### Source document
'''

Cryptography Utilities

Constant Time Compare

Performs timing-safe string comparison to prevent timing attacks when validating secrets, tokens, or passwords. Available via MCP in Cursor and other AI editors, or REST API at /v1/crypto/constant-time-compare. Takes two strings and returns boolean equality without leaking length or content information through execution time. Essential for secure authentication flows.

API Endpoint

GET /v1/crypto/constant-time-compare

Code Examples

curl "https://tinyfn.io/v1/crypto/constant-time-compare" \
  -H "X-API-Key: YOUR_API_KEY"
const response = await fetch('https://tinyfn.io/v1/crypto/constant-time-compare', {
  headers: { 'X-API-Key': 'YOUR_API_KEY' }
});
const data = await response.json();
console.log(data);
import requests

response = requests.get('https://tinyfn.io/v1/crypto/constant-time-compare',
    headers={'X-API-Key': 'YOUR_API_KEY'})
data = response.json()
print(data)

Use via MCP

Add to your AI agent

Connect your AI agent (Claude, Cursor, Windsurf, etc.) to TinyFn's cryptography tools:

{
  "mcpServers": {
    "tinyfn-crypto": {
      "url": "https://tinyfn.io/mcp/crypto",
      "headers": {
        "X-API-Key": "YOUR_API_KEY"
      }
    }
  }
}

Learn more about MCP setup →

FAQ

What is constant time comparison and why do I need it?

'''

### Provided material
'''

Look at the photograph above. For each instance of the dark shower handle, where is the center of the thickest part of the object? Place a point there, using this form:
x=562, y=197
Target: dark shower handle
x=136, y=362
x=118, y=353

'''

Swap "tokens" for "session keys" in the part of the constant time compare page that starts with "Constant Time Compare" and ends with "secure authentication flows.", and write that part out again. The rows come from a separate source unrelated to the constant time compare page.

Constant Time Compare

Performs timing-safe string comparison to prevent timing attacks when validating secrets, session keys, or passwords. Available via MCP in Cursor and other AI editors, or REST API at /v1/crypto/constant-time-compare. Takes two strings and returns boolean equality without leaking length or content information through execution time. Essential for secure authentication flows.